What is needed:
Collect every line of the material below that contains the word "butterfly", matching case exactly.

Records for processing:
============

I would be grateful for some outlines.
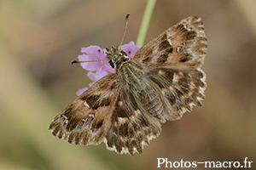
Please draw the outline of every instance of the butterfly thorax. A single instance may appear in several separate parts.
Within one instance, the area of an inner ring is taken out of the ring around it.
[[[130,88],[137,88],[143,84],[144,67],[142,64],[127,54],[117,47],[112,47],[111,50],[107,49],[107,58],[110,65],[115,69],[120,83],[129,86]]]
[[[109,65],[114,68],[116,71],[123,65],[124,63],[126,63],[130,60],[130,58],[127,57],[125,52],[122,49],[119,49],[117,47],[112,46],[111,50],[107,49],[107,59],[108,59]]]

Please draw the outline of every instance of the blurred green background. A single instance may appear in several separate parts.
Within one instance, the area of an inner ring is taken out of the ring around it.
[[[119,45],[128,13],[124,43],[136,41],[146,3],[0,1],[1,170],[159,169],[160,157],[241,163],[248,157],[255,169],[254,0],[156,3],[146,42],[183,18],[201,17],[208,38],[202,66],[207,88],[203,106],[163,124],[160,136],[142,155],[119,156],[104,144],[70,144],[48,131],[53,118],[76,98],[75,92],[90,82],[84,70],[71,65],[80,48]]]

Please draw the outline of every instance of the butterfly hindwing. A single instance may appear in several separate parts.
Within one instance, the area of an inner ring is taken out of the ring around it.
[[[116,72],[79,96],[55,116],[49,130],[76,144],[104,141],[118,154],[142,153],[160,135],[160,122],[178,120],[201,105],[207,84],[200,67],[207,48],[199,17],[172,26],[133,58],[113,47],[106,57]]]

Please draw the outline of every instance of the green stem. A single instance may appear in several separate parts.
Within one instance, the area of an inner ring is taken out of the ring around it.
[[[144,11],[142,25],[140,27],[140,31],[137,38],[137,46],[142,47],[144,44],[146,35],[148,31],[148,28],[149,26],[151,15],[154,10],[154,4],[156,3],[156,0],[148,0],[146,8]]]

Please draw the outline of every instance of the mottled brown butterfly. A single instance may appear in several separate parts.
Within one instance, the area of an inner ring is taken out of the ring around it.
[[[76,144],[102,141],[118,154],[142,153],[161,123],[201,105],[207,42],[200,17],[189,17],[142,47],[131,58],[117,47],[107,52],[115,69],[55,116],[51,133]]]

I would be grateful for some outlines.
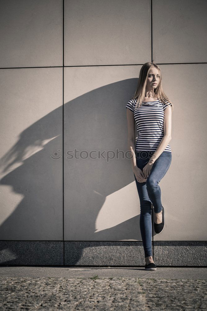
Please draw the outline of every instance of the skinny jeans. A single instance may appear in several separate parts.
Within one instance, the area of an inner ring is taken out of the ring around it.
[[[138,167],[142,170],[155,152],[136,151]],[[139,224],[145,258],[152,256],[152,205],[155,213],[160,213],[162,210],[161,190],[158,183],[167,173],[172,157],[172,152],[163,151],[154,162],[146,182],[139,182],[134,174],[140,204]]]

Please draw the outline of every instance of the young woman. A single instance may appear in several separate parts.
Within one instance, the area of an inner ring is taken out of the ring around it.
[[[164,226],[164,210],[158,183],[172,160],[172,103],[163,91],[160,68],[147,63],[140,70],[138,86],[127,103],[128,143],[132,170],[140,204],[140,226],[146,270],[156,270],[151,247],[151,211],[154,228],[160,233]],[[135,144],[135,123],[137,137]]]

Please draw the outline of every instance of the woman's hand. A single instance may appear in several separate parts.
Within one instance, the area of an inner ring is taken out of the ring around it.
[[[147,178],[149,175],[153,164],[154,163],[152,163],[151,161],[149,161],[148,163],[143,168],[143,173],[144,174],[145,178]]]
[[[144,183],[146,180],[144,173],[140,169],[136,166],[133,169],[133,172],[137,181],[139,183]]]

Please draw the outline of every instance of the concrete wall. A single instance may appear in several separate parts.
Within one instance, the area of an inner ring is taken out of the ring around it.
[[[144,262],[130,160],[67,153],[127,151],[125,106],[153,61],[174,106],[153,255],[206,264],[207,5],[172,2],[2,1],[0,263]]]

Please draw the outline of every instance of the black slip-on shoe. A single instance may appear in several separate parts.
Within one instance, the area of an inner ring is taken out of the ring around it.
[[[164,228],[164,209],[163,205],[162,207],[162,220],[160,224],[155,224],[154,221],[154,229],[156,233],[160,233]]]
[[[146,263],[145,264],[145,270],[156,270],[157,267],[154,262],[150,262],[148,265]]]

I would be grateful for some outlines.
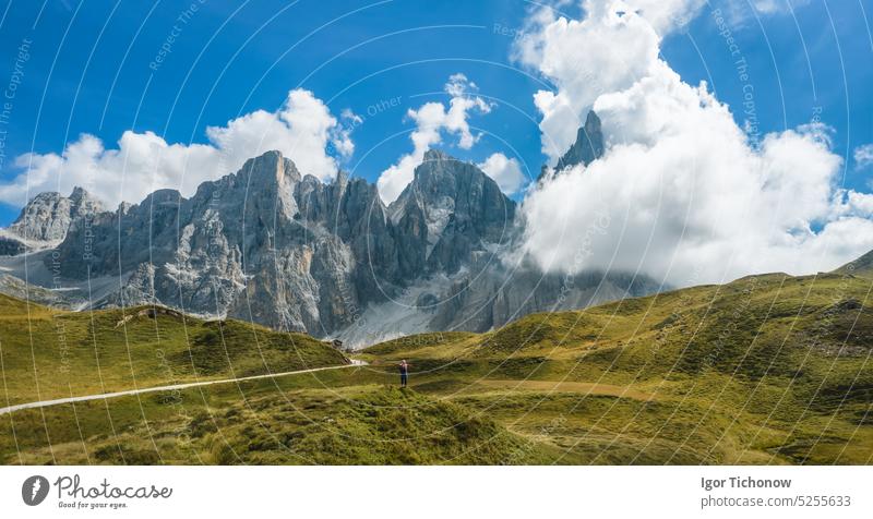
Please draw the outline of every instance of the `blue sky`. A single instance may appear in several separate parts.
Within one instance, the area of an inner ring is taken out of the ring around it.
[[[453,146],[451,138],[442,147],[476,161],[502,152],[538,173],[546,157],[533,94],[548,83],[511,60],[512,33],[523,26],[526,2],[436,0],[427,9],[412,0],[287,3],[207,0],[153,68],[191,0],[8,3],[0,23],[0,83],[13,77],[20,45],[31,44],[4,124],[0,181],[21,172],[15,156],[60,153],[81,133],[107,147],[125,130],[153,131],[170,143],[206,142],[207,125],[255,109],[276,110],[297,87],[314,93],[334,114],[350,108],[364,117],[345,167],[375,181],[410,152],[414,125],[406,110],[447,100],[443,85],[458,72],[497,105],[470,117],[482,133],[471,149]],[[710,15],[718,8],[730,5],[705,7],[686,31],[666,39],[662,56],[685,82],[707,81],[742,121],[736,107],[743,83]],[[761,131],[821,118],[835,130],[835,153],[846,158],[845,185],[865,189],[871,170],[857,168],[851,155],[873,142],[873,5],[811,0],[796,16],[755,16],[745,9],[730,16],[730,27],[750,63]],[[0,225],[19,209],[0,206]]]

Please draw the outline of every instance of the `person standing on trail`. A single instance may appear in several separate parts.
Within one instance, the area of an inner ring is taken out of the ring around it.
[[[399,369],[400,369],[400,387],[406,387],[406,381],[409,377],[409,364],[406,362],[406,359],[400,361]]]

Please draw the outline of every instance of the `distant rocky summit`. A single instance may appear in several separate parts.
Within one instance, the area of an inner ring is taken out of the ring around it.
[[[602,154],[599,125],[588,117],[567,164]],[[72,307],[159,303],[346,346],[483,331],[659,288],[642,276],[569,278],[509,261],[523,230],[516,209],[478,167],[439,150],[390,206],[363,179],[340,171],[323,183],[268,152],[190,198],[159,190],[105,210],[79,188],[39,194],[0,233],[0,268],[26,281],[15,290],[50,289]]]

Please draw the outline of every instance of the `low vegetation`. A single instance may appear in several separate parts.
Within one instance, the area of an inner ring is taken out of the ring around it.
[[[366,366],[19,411],[0,420],[0,456],[7,463],[870,463],[873,285],[862,270],[754,276],[529,315],[488,334],[405,337],[359,352]],[[117,326],[133,311],[2,304],[13,402],[36,399],[35,374],[40,394],[69,396],[99,390],[100,379],[131,387],[131,373],[140,387],[166,381],[162,363],[184,378],[345,362],[311,338],[243,323],[168,313]],[[25,321],[12,317],[27,312]],[[49,381],[58,322],[84,352],[65,353],[82,379]],[[41,338],[32,348],[28,337]],[[406,390],[394,387],[400,359],[411,365]]]

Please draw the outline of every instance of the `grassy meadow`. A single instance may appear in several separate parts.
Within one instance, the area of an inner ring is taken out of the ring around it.
[[[0,462],[871,463],[871,288],[861,266],[753,276],[404,337],[362,366],[16,411]],[[0,304],[11,403],[36,382],[47,399],[347,362],[246,323]]]

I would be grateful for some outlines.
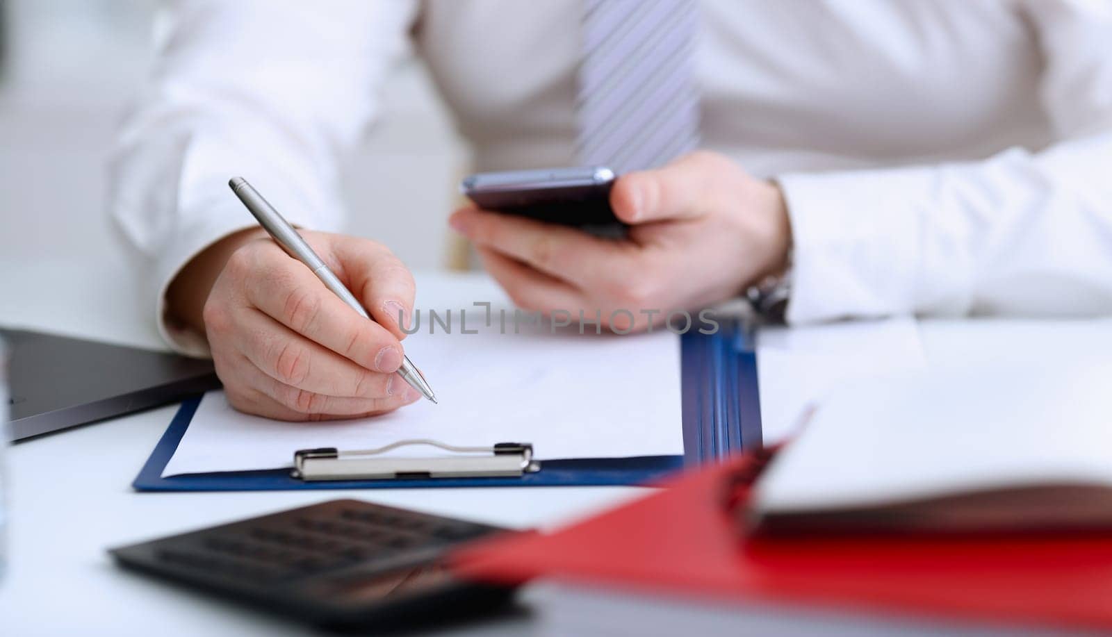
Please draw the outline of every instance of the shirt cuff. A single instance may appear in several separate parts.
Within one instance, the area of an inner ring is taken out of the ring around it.
[[[957,251],[947,262],[924,248],[923,221],[939,202],[937,169],[790,173],[776,181],[793,236],[788,324],[964,311],[971,268],[953,262]]]
[[[234,210],[230,206],[228,208],[219,211],[220,213],[207,215],[181,229],[166,251],[159,255],[156,260],[155,276],[152,277],[156,287],[155,322],[158,325],[158,332],[162,340],[175,351],[185,356],[208,358],[211,356],[208,340],[203,334],[172,319],[167,307],[166,292],[170,282],[186,267],[186,263],[202,250],[229,235],[257,227],[250,222],[250,217],[246,217],[245,210]]]

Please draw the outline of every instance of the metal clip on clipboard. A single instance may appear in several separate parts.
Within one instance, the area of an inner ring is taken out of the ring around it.
[[[376,457],[399,447],[429,445],[454,456],[431,458]],[[399,440],[377,449],[341,451],[335,447],[294,452],[290,475],[304,481],[383,480],[396,478],[519,477],[540,470],[528,442],[498,442],[493,447],[455,447],[436,440]]]

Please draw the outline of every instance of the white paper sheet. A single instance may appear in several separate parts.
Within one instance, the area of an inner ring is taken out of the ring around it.
[[[406,354],[439,405],[421,400],[360,420],[280,422],[240,414],[224,392],[209,392],[162,475],[289,467],[298,449],[366,449],[407,438],[532,442],[539,459],[683,454],[676,335],[596,336],[589,326],[585,336],[526,327],[515,335],[512,324],[499,334],[495,317],[485,328],[481,311],[468,312],[477,335],[459,334],[457,319],[450,335],[439,326],[429,335],[424,325],[406,338]]]
[[[791,436],[808,405],[847,382],[925,366],[919,328],[907,317],[762,329],[757,380],[764,441]]]

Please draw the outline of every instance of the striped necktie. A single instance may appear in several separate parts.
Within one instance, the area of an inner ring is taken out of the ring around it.
[[[662,166],[698,145],[696,0],[583,0],[580,166]]]

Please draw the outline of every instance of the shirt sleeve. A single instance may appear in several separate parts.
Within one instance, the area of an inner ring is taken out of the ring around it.
[[[228,188],[255,185],[299,226],[344,219],[339,162],[375,115],[405,50],[407,0],[186,0],[156,20],[151,77],[110,162],[109,208],[149,260],[159,330],[183,354],[203,338],[170,325],[166,289],[207,246],[254,225]]]
[[[1112,313],[1112,3],[1032,0],[1058,141],[983,161],[777,177],[793,324]]]

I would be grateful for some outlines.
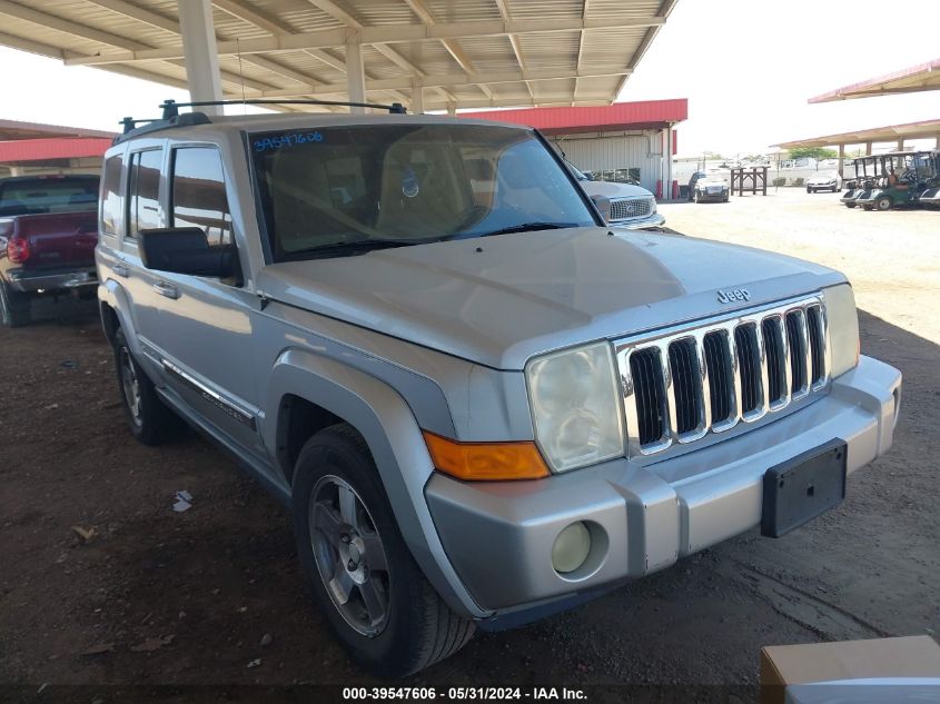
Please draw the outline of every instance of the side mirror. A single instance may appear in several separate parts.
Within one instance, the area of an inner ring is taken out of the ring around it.
[[[597,208],[597,212],[601,214],[601,217],[604,218],[604,222],[610,222],[611,220],[611,199],[606,196],[601,196],[595,194],[591,196],[591,200],[594,201],[594,207]]]
[[[209,247],[206,232],[198,227],[168,227],[140,230],[140,260],[148,269],[240,278],[235,245]]]

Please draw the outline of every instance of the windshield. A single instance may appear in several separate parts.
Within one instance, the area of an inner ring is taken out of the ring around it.
[[[0,184],[0,216],[81,212],[97,208],[96,178],[18,178]]]
[[[328,127],[249,142],[276,261],[595,225],[570,177],[522,129]]]

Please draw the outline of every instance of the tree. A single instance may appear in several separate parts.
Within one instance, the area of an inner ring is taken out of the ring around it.
[[[825,147],[796,147],[791,149],[788,153],[789,159],[834,159],[839,152],[834,149],[827,149]]]

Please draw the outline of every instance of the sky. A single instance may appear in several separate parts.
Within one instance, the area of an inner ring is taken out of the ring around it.
[[[679,0],[620,100],[687,98],[680,156],[768,152],[804,137],[938,119],[940,91],[807,103],[940,56],[940,2],[889,7],[884,0]],[[117,130],[126,115],[152,117],[164,99],[187,99],[176,88],[4,48],[0,75],[0,119]]]

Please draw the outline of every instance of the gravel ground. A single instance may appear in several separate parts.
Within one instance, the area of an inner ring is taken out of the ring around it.
[[[793,534],[745,534],[478,634],[406,684],[753,685],[763,645],[940,628],[940,212],[850,211],[798,190],[662,211],[676,231],[849,274],[863,353],[906,376],[894,448]],[[374,684],[310,607],[281,507],[198,437],[133,443],[93,309],[44,309],[0,329],[0,683],[95,685],[70,691],[82,702],[109,701],[102,685]],[[184,514],[179,489],[195,497]]]

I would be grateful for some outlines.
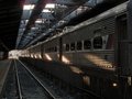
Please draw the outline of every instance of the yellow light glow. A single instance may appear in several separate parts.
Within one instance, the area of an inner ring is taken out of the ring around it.
[[[80,68],[75,67],[75,66],[70,66],[69,68],[72,69],[72,72],[74,72],[76,74],[82,74],[84,73]]]
[[[45,57],[46,57],[48,61],[52,61],[52,57],[51,57],[48,54],[45,54]]]
[[[107,62],[106,59],[95,55],[95,54],[88,54],[86,56],[86,58],[88,58],[88,61],[90,61],[91,63],[94,63],[95,65],[102,67],[102,68],[112,68],[113,69],[113,65],[110,62]]]
[[[69,64],[70,61],[66,57],[66,56],[62,56],[62,61],[65,63],[65,64]]]

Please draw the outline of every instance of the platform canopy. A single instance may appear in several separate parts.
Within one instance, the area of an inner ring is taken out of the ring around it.
[[[0,51],[25,48],[127,0],[0,0]]]

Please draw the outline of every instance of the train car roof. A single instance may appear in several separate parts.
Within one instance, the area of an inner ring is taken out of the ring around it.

============

Expected answer:
Please draw the outline of every instance of the butterfly thorax. A single instance may appear in several separate parts.
Please draw the outline of every instance of the butterfly hindwing. A single instance may appear in several separate parts.
Please draw the outline of every instance of the mottled brown butterfly. A single instance may appear in several separate parts.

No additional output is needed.